> **TO BE DONE**
Return the following lines without any changes.
★ ★ ★
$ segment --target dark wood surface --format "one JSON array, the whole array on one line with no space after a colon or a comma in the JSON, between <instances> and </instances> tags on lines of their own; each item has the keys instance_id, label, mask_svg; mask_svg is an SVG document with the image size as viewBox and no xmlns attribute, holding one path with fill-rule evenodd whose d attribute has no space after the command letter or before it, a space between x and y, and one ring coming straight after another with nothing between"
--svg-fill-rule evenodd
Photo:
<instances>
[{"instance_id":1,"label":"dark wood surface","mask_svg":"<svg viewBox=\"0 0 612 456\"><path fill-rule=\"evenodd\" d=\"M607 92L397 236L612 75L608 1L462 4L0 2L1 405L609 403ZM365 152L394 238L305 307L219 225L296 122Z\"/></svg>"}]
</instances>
★ ★ ★
> **EXERCISE RESULT**
$ segment --target dark wood surface --format "one JSON array, the whole array on one line with no space after a colon or a comma in the JSON, between <instances> and </instances> tags on lines of their own; each item has the keys instance_id, label, mask_svg; mask_svg is an SVG document with the image size as viewBox and no xmlns attribute, holding one path with fill-rule evenodd whose d attribute has no space after the command letter or before it, a space between x and y, and one ring coming straight after another with nothing between"
--svg-fill-rule evenodd
Photo:
<instances>
[{"instance_id":1,"label":"dark wood surface","mask_svg":"<svg viewBox=\"0 0 612 456\"><path fill-rule=\"evenodd\" d=\"M607 92L397 236L612 75L608 1L462 4L0 2L1 405L609 403ZM365 152L394 238L305 307L219 225L296 122Z\"/></svg>"}]
</instances>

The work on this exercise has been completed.